_EXERCISE BRIEF_
Of the material below, the lines to be retyped are those from the line containing "green pub facade." through the line containing "large pub window.", inclusive; reproduce them exactly.
EXTRACTED RECORDS section start
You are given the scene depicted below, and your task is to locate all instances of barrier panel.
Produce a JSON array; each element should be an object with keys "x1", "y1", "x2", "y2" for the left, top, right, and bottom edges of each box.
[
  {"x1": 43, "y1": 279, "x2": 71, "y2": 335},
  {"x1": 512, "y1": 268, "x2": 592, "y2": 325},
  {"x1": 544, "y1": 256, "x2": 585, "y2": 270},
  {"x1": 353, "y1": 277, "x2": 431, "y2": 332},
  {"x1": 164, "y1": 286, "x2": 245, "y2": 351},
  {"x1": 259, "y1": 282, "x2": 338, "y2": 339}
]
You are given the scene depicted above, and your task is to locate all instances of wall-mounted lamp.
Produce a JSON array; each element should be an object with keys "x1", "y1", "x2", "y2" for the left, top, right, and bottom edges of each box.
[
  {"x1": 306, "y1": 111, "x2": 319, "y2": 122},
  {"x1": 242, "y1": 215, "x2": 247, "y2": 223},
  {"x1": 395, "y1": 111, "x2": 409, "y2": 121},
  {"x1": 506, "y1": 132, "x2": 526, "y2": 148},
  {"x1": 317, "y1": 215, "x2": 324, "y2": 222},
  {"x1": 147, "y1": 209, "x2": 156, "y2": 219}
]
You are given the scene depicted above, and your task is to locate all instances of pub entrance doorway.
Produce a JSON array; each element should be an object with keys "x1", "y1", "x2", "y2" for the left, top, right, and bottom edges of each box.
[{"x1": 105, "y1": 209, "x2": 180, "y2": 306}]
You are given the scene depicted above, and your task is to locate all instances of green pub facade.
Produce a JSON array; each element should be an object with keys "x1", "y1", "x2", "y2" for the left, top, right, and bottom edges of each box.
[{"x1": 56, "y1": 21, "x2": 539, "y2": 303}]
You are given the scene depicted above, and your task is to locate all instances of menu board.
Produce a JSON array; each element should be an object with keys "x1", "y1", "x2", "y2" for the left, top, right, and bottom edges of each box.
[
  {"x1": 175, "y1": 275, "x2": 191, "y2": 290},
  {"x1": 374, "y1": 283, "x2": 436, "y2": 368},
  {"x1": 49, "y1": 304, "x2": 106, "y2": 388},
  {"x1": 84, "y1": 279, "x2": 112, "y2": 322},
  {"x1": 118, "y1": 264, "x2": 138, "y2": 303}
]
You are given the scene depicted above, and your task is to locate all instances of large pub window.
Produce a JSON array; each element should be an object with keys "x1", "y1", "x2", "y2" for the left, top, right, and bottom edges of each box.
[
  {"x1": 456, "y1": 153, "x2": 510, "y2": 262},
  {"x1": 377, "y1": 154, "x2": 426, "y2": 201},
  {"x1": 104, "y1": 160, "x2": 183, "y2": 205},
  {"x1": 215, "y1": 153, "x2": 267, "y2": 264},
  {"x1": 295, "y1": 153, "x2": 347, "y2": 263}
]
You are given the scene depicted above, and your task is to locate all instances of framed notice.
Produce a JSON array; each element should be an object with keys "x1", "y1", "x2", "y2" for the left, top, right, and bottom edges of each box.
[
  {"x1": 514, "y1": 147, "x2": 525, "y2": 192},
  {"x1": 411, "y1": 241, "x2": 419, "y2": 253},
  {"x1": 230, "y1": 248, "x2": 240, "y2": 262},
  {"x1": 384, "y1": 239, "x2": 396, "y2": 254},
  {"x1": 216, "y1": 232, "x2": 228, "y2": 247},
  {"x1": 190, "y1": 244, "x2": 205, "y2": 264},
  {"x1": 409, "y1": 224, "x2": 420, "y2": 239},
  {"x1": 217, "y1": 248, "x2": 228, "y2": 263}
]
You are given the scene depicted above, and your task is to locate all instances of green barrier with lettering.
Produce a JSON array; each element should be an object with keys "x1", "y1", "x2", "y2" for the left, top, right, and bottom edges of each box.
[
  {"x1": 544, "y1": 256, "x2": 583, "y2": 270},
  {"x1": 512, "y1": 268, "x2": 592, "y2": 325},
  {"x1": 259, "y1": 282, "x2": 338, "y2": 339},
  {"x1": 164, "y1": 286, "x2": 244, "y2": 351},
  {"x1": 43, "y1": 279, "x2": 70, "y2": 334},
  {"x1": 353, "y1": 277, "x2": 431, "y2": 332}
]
EXTRACTED RECORDS section end
_ANSWER BOX_
You are given the scene depicted above, and your task is to locate all instances of green pub facade.
Produce a JSON array; each element should be an object with keys "x1", "y1", "x2", "y2" for the left, top, right, and bottom edges of each box.
[{"x1": 56, "y1": 21, "x2": 539, "y2": 303}]
You are given the scene depicted above, and your task is to locate all instances of menu board.
Produce a JSON array; each element should be an object with keys "x1", "y1", "x2", "y2" for the left, top, right, and bottom edges of each box.
[
  {"x1": 175, "y1": 275, "x2": 191, "y2": 290},
  {"x1": 374, "y1": 283, "x2": 436, "y2": 368},
  {"x1": 49, "y1": 304, "x2": 106, "y2": 388},
  {"x1": 84, "y1": 279, "x2": 112, "y2": 322},
  {"x1": 118, "y1": 264, "x2": 138, "y2": 303}
]
You are given the scene depicted above, and your task is to locate all instances of large pub window.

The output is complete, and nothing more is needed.